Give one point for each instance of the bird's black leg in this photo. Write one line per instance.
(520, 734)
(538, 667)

...

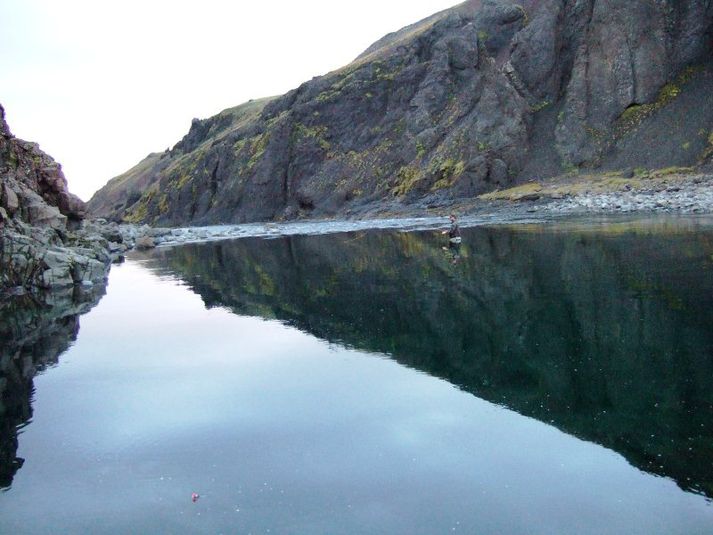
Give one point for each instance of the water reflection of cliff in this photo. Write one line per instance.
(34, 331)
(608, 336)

▸ **Problem description**: Gather every row of the listing above that contains the string "line", and copy each one in full.

▸ **Correct result**:
Give one point for each instance of the bird's black leg in this photo. Write one line per instance.
Give one point for each instance of the water reflection of cliff in this photo. Write one line per instance.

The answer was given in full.